[The problem]
A verbatim copy of the full data, with no pictures, is the expected answer.

*** Available records

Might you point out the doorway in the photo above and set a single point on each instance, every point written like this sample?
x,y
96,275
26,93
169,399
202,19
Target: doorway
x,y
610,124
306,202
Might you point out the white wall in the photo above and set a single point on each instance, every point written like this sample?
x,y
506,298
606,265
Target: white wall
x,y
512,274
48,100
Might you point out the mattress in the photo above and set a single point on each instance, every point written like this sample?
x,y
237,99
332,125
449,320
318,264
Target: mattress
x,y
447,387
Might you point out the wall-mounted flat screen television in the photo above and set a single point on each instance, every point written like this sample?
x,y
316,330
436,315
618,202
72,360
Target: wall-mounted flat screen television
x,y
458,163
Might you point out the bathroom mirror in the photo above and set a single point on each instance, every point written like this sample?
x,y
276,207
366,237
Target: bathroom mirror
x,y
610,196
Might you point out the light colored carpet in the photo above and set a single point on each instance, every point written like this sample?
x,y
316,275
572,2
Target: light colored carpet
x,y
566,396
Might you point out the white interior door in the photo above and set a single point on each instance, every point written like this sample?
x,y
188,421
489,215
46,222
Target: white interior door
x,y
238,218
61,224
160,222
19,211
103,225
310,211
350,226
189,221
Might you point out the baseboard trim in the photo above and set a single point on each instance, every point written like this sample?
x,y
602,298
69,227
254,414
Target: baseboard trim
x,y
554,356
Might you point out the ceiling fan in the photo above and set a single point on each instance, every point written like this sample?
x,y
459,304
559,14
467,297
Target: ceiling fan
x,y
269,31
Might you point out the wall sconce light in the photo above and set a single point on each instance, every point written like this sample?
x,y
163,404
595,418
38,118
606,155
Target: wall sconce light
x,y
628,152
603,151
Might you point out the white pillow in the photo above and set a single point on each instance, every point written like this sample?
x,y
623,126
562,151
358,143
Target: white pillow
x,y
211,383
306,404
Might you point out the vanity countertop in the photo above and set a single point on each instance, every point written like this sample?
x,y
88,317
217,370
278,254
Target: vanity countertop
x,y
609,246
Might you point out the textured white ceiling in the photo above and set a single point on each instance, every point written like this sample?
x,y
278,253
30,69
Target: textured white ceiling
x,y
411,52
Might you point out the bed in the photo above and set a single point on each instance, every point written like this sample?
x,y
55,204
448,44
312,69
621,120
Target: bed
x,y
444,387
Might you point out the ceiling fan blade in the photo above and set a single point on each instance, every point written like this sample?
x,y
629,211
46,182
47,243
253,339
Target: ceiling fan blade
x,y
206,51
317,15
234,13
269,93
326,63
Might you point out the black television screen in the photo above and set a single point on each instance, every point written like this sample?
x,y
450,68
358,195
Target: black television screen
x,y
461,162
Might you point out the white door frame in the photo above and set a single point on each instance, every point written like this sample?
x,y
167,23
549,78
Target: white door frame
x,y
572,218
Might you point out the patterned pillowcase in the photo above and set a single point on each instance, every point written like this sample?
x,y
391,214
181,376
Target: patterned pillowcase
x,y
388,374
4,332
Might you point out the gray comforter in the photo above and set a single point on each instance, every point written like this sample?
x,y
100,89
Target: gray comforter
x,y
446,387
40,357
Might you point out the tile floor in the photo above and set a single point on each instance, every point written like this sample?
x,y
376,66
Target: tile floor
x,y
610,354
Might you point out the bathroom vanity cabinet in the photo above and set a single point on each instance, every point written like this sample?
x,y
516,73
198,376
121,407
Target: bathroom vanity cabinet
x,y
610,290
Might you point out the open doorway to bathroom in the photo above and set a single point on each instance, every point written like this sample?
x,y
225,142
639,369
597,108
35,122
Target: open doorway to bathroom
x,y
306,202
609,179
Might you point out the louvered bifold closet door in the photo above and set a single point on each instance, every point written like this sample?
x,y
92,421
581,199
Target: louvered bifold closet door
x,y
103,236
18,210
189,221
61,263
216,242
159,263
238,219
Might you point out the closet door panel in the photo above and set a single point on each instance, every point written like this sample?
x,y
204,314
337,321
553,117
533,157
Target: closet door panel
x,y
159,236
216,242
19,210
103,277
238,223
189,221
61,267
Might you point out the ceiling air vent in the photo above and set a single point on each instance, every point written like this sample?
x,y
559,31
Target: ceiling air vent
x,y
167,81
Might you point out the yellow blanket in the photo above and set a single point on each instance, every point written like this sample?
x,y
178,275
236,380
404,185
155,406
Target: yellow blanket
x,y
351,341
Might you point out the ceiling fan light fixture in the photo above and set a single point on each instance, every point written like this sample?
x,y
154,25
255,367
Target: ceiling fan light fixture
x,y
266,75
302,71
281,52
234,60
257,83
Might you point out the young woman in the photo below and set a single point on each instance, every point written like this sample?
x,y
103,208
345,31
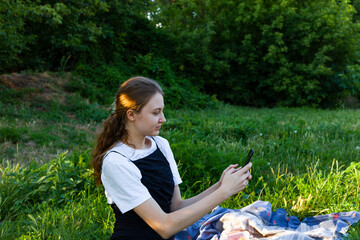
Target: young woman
x,y
139,173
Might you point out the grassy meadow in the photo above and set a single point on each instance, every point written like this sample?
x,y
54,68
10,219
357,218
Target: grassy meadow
x,y
306,161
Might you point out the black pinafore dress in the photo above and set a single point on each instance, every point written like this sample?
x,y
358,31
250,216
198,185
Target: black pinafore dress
x,y
158,179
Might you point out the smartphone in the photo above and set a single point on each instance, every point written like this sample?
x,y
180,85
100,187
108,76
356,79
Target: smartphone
x,y
247,160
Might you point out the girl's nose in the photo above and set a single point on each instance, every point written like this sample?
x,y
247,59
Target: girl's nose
x,y
162,118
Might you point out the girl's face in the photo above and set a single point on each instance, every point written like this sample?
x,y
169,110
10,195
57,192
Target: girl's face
x,y
148,121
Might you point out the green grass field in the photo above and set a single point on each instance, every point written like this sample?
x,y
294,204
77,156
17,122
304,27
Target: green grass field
x,y
306,161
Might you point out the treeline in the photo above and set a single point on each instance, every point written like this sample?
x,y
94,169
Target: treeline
x,y
257,53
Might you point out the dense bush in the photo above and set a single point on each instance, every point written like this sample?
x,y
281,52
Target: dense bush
x,y
260,53
266,53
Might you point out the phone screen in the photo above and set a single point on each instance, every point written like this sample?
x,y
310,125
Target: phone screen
x,y
247,160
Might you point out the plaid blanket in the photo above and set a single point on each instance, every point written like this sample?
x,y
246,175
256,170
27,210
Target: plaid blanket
x,y
262,223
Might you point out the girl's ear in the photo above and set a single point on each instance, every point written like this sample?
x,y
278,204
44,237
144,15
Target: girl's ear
x,y
130,115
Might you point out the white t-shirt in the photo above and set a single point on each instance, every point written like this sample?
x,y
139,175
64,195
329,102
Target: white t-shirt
x,y
122,179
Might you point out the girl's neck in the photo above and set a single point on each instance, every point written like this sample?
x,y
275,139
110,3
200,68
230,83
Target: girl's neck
x,y
138,142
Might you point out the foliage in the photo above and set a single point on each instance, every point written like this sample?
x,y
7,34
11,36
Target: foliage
x,y
57,35
265,53
300,155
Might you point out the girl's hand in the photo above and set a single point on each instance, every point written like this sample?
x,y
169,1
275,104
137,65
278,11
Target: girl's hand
x,y
235,180
225,171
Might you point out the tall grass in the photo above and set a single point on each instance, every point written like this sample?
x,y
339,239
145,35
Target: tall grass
x,y
306,161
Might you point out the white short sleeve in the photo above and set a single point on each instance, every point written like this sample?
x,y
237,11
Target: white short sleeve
x,y
122,182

******

[Completed exercise]
Might you point out the doorway in the photo above and set a single point on each instance, every point written like this sample?
x,y
96,275
26,93
169,399
202,19
Target: doorway
x,y
610,124
306,202
Might you point out the white wall in the photo above and set a single point on each instance, every point written like this sample?
x,y
506,298
606,265
Target: white wall
x,y
512,274
48,100
Might you point out the mattress in the photo above and set a single point on each instance, every point written like this sample?
x,y
237,99
332,125
449,320
318,264
Target: mattress
x,y
447,387
Might you point out the wall-mounted flat screen television in the photo above and set a single point on each instance, every point written like this sample?
x,y
316,330
436,315
618,202
72,360
Target: wall-mounted flat screen television
x,y
458,163
Might you point out the bathroom mirror in the photo above and set a single point on each instance, every point written like this sample?
x,y
276,207
366,237
Target: bathroom mirror
x,y
610,196
Might you point out the light colored carpet in the photo above and set a single point on each instance, every point written like this sample?
x,y
316,275
572,2
Target: light colored carpet
x,y
566,396
Might you point out the white interior door in the photo above and set a single point on each instance, every point written like this sample?
x,y
188,421
489,215
46,222
Target: white interior door
x,y
238,218
61,224
160,222
19,211
103,225
310,211
350,226
189,221
Might you point out the baseboard trim in the photo above and set a single point on each instance, every point written like this sample?
x,y
602,298
69,227
254,414
Target: baseboard trim
x,y
554,356
Might you point out the ceiling fan in the photo above and set a single point on each instance, every point written like this sample?
x,y
459,304
559,14
467,297
Target: ceiling fan
x,y
269,31
Might you point out the wall sconce light in the photo above and set a single point on each instance, every point written like this sample?
x,y
163,404
595,418
38,118
606,155
Target: wall sconce light
x,y
628,152
603,151
Might you point out the white pillow in the photo above and set a single point on each instance, every point written like this sample?
x,y
623,126
562,151
358,143
Target: white pillow
x,y
211,383
306,404
Might you point out the vanity countertop in the photo above and set a single point on each instance, every point written like this sample?
x,y
88,317
217,370
278,254
Target: vanity countertop
x,y
609,246
Might you point out the textured white ceiling in the photo above and set a single point on each instance, every point written like this sample?
x,y
278,253
30,69
Target: textured white ceiling
x,y
411,52
Might you point out the bed in the photo above and set a single point on each instance, every point written like this sample?
x,y
55,204
448,44
312,69
621,120
Target: bed
x,y
444,387
Might you point out the ceiling fan blade in the photo above and set a single point on each instance, every point written like this sample?
x,y
629,211
46,182
47,243
253,339
Target: ceiling fan blade
x,y
206,51
317,15
234,13
269,93
326,63
Might you point out the black television screen in the photo above and set a single point on each instance, every point written like this sample?
x,y
450,68
358,195
Target: black television screen
x,y
461,162
Might you point out the white door frame in the photo above and set a single point on each instance, every point written like this sample?
x,y
167,23
549,78
Target: white door frame
x,y
572,218
Might you point out the patterned pillowcase in the photo above and set a single point on each instance, every point written like this sample?
x,y
391,214
181,376
Target: patterned pillowcase
x,y
388,374
4,332
Might you point out the gray comforter in the photo above and set a single point on each instance, every point written like this sample?
x,y
100,89
Target: gray comforter
x,y
446,387
40,357
Might you point out the tile floor in the photo above and set a single point on each instance, every point written like this sample?
x,y
376,66
Target: tile floor
x,y
610,354
Might you point out the bathroom vanity cabinet in the photo above and set a single point on each instance, every point written like this sample?
x,y
516,73
198,376
121,407
Target: bathroom vanity cabinet
x,y
610,290
Might you point out the open doorway to bathroom in the photo above and set a single point on each instance, every point written like this sample?
x,y
225,142
639,369
597,108
35,122
Target: open doorway to bathroom
x,y
306,202
609,179
Might you point out the louvered bifold closet door in the photo above and set a single point on each instance, every point written like this sample?
x,y
92,421
581,199
Target: louvered bifold closet door
x,y
103,236
18,210
189,221
61,263
216,242
159,263
238,219
Might you point out the closet door panel in the photo above and set a single point on each instance, every point written like this sample?
x,y
204,314
337,321
553,117
533,157
Target: closet door panel
x,y
159,236
216,242
19,210
103,277
238,223
189,221
61,267
Might you point out the ceiling air vent in the photo above and set a single point on each instance, every point written like this sample?
x,y
559,31
Target: ceiling air vent
x,y
167,81
Might you point out the yellow blanket in the photo above and set a single point on each instance, every point written like this sample?
x,y
178,275
236,380
404,185
155,406
Target: yellow blanket
x,y
351,341
Might you point out the ceiling fan light fixture in the photo above and set a single point on each instance, every point written like this sample?
x,y
154,25
255,367
Target: ceiling fan light fixture
x,y
266,75
302,71
281,52
234,60
257,83
Might you point out the young woman in the photo below and set a single point on each instance, every point written like this sample?
x,y
103,208
345,31
Target: young woman
x,y
139,173
Might you point out the grassy meadow in the photo above and set a single point on each instance, every point written like this sample?
x,y
54,68
10,219
357,218
Target: grassy meadow
x,y
306,161
Might you point out the black pinafore dress in the photo above and set a single point on each instance, every point written like this sample?
x,y
358,31
250,216
198,185
Target: black pinafore dress
x,y
158,179
Might you point out the smartphone in the photo above and set a single point on each instance, every point written like this sample?
x,y
180,85
100,187
108,76
356,79
Target: smartphone
x,y
247,160
Might you point out the girl's nose in the photo above and set a single point on each instance, every point written like this sample?
x,y
247,59
Target: girl's nose
x,y
162,118
Might you point out the girl's face in the photo above and set a single point on each instance, every point written like this sample?
x,y
169,110
10,195
57,192
Target: girl's face
x,y
148,121
Might you point out the green grass field in the photo above and set a single point on each instance, every point written like this sample?
x,y
294,204
77,156
17,122
304,27
Target: green grass field
x,y
306,161
Might you point out the treeline in the photo above and set a single point on each instance, every point written like this sample?
x,y
94,169
Target: treeline
x,y
257,53
Might you point out the dense bush in the photo above and set a single point on each instance, every point written like this sample?
x,y
281,52
Target: dense bush
x,y
260,53
266,53
Might you point out the phone screen in the photo above and set a single point on each instance, every point written like this sample?
x,y
310,125
Target: phone screen
x,y
247,160
Might you point out the plaid blanket in the photo above and set a single point on each instance, every point written like this sample?
x,y
246,175
256,170
27,210
Target: plaid blanket
x,y
262,223
Might you point out the girl's ear in the photo above and set a single point on each instance, every point written like this sample?
x,y
278,204
44,237
144,15
Target: girl's ear
x,y
130,115
Might you point out the white t-shirt in the photo above and set a single point on each instance, every point written like this sample?
x,y
139,175
64,195
329,102
Target: white t-shirt
x,y
122,179
Might you point out the girl's neck in the photo above and set a single point on each instance, every point written like this sample?
x,y
275,139
110,3
200,68
230,83
Target: girl's neck
x,y
138,142
Might you point out the foliage in the photo above and set a single point on each instance, every point written like this sample?
x,y
7,34
11,36
Target: foliage
x,y
57,35
265,53
300,155
Might you point out the girl's hand in the photo above and set a single point on each instance, every point written like this sample?
x,y
169,1
275,104
137,65
278,11
Target: girl's hand
x,y
235,180
225,171
Might you point out the tall grass in the photo above and set a single point on each instance, every point written like this sample?
x,y
339,239
145,35
Target: tall grass
x,y
306,161
Might you point out the white short sleeve in the photo above and set a single point on each instance, every point written like this sample?
x,y
237,11
Target: white short sleeve
x,y
122,182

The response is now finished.